[Extracted information Boundary: Start]

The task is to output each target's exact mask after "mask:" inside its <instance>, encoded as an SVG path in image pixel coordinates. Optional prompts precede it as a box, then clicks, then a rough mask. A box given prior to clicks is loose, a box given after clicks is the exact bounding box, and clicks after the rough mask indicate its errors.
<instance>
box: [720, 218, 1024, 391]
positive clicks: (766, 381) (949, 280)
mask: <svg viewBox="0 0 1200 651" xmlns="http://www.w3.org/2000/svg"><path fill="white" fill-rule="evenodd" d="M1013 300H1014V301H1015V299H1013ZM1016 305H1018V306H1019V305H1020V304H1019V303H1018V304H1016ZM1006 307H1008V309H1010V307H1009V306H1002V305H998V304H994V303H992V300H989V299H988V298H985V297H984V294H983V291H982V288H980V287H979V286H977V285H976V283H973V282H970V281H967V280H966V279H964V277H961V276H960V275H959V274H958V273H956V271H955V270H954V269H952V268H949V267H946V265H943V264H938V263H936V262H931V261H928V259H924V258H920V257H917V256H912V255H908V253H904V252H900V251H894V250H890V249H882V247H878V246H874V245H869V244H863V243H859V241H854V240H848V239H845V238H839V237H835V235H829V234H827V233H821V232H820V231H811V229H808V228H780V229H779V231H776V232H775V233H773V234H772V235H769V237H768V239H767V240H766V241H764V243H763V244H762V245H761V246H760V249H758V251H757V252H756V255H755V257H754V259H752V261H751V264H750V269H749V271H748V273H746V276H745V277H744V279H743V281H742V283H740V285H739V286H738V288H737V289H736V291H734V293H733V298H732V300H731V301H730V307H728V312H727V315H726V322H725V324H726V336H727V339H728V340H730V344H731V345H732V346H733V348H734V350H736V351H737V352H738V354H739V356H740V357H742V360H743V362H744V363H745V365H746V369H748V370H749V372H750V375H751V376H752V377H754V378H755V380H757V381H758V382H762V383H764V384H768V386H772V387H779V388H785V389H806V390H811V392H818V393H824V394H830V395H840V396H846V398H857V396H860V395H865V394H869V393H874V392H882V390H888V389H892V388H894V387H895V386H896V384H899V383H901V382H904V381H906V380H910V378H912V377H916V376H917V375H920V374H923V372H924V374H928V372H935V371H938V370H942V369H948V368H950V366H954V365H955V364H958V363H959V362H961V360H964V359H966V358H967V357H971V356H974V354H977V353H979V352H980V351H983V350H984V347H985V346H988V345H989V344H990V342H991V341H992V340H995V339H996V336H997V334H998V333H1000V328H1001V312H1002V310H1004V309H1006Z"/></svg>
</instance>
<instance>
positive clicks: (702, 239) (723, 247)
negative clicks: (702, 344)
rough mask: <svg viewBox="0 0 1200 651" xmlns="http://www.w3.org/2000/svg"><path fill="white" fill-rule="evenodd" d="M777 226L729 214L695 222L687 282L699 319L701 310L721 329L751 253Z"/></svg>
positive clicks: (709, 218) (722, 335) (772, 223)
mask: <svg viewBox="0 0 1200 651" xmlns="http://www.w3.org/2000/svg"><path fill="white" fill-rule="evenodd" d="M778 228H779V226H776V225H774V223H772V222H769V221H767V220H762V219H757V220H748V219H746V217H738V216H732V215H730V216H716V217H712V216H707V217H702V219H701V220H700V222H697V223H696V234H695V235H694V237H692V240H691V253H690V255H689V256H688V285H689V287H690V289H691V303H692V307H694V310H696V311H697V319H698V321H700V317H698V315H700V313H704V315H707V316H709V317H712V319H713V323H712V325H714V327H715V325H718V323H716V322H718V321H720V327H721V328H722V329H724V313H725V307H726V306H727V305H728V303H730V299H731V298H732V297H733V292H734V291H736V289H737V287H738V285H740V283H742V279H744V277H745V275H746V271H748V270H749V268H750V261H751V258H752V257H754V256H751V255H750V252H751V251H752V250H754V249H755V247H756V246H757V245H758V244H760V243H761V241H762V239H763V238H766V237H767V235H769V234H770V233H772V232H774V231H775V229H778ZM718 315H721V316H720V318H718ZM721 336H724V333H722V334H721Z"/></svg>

[Extracted information Boundary: End]

:: Work task ::
Whenever a line of the entries contains "instance", it counts toward the total; state that total alone.

:: Answer to this exercise ::
4